[Start]

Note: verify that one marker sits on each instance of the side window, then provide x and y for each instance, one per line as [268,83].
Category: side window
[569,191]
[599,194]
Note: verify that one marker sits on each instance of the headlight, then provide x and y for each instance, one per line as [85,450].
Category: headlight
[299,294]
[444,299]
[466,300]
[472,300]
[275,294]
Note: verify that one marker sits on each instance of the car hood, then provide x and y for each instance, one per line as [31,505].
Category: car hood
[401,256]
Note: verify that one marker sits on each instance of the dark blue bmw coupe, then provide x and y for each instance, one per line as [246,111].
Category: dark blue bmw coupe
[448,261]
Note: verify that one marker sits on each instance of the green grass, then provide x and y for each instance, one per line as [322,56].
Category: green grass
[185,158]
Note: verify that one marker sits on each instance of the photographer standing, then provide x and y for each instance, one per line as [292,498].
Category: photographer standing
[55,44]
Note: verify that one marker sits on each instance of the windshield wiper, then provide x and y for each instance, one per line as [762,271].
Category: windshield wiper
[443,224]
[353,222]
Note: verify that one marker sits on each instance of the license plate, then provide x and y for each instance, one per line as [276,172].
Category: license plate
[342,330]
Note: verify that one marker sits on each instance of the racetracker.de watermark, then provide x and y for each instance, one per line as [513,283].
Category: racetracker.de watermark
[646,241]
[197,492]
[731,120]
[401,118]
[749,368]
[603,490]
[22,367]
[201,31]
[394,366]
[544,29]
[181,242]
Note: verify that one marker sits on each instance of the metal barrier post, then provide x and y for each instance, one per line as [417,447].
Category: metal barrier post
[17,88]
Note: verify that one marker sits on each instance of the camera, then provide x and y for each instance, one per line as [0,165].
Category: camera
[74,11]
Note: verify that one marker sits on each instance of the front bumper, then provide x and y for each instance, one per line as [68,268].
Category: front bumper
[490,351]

[End]

## Aim of the exercise
Render the lines starting at the one containing "line as [762,271]." and ending at the last line as a two-column CSV with the headers "prompt" and "response". Each row holds one text and its answer, each in a single quoted field, with line breaks turned into spaces.

## Answer to the task
prompt,response
"Note: verify that one marker sits on each instance of the windshield wiper, then provide x and y for each instance, one per line as [762,271]. Category: windshield wiper","[443,224] [353,222]"
"Note: verify that one marker sits on each instance of the license plate, then provide x and y for each instance, one per line as [276,172]. Category: license plate","[342,330]"
"Note: verify that one marker sits on each instance of the racetracker.de watermark, then provide x and y for each instance, one per line as [513,283]. Category: racetracker.de watermark","[646,241] [197,492] [731,120] [401,118] [749,368] [603,490] [22,367] [201,31] [394,366] [544,29] [181,242]"
"Note: verify that one marker sits on each instance of the metal barrier post, then provide x and y for each instance, one per line as [417,447]. Category: metal barrier post","[17,88]"
"Note: verify that one marker sits on each instance of the camera, then provide x and y for each instance, one per line as [0,165]. Category: camera","[74,11]"
"Note: verify that one marker sits on each instance of the front bumper, then provide x and y for each instance, one per line as [68,268]. Category: front bumper","[490,351]"